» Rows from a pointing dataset

○ ○ ○ ○

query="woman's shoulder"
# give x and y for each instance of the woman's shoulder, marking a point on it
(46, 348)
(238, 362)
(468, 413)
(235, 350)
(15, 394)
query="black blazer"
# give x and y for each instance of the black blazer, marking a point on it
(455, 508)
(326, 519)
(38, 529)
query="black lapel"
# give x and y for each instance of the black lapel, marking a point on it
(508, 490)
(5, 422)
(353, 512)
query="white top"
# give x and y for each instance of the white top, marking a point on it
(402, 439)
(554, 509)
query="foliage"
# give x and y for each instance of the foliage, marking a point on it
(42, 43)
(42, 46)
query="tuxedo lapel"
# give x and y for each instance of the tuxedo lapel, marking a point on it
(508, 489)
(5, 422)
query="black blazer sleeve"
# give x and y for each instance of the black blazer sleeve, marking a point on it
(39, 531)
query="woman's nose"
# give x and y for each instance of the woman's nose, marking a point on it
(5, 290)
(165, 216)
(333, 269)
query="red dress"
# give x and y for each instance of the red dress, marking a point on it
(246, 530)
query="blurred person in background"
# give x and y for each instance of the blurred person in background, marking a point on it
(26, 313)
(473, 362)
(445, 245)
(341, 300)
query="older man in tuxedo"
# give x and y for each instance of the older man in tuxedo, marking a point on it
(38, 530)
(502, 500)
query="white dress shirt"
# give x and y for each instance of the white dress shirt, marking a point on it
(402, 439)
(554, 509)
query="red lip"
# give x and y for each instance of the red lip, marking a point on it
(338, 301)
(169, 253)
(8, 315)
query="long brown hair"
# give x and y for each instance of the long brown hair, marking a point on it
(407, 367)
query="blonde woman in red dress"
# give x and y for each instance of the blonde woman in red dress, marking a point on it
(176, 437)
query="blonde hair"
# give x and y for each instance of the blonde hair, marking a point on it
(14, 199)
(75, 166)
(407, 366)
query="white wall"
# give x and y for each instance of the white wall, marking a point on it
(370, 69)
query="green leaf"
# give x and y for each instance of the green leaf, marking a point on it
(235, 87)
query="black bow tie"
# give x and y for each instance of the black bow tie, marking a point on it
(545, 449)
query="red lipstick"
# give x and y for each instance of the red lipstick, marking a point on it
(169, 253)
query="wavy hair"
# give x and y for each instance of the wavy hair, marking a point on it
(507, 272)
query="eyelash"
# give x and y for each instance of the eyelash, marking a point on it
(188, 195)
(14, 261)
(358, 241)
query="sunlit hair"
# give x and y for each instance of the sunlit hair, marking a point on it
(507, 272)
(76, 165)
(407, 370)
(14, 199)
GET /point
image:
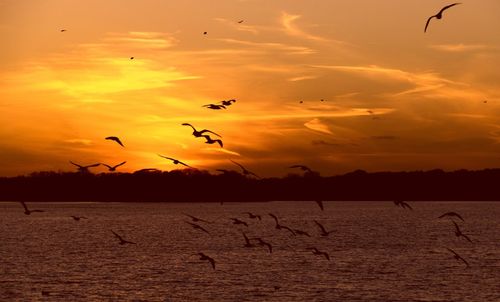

○ ○ ○ ○

» Prompt
Report the number of lines in the material that contain the string "sunlit", matching case exactly. Give only that number.

» The reply
2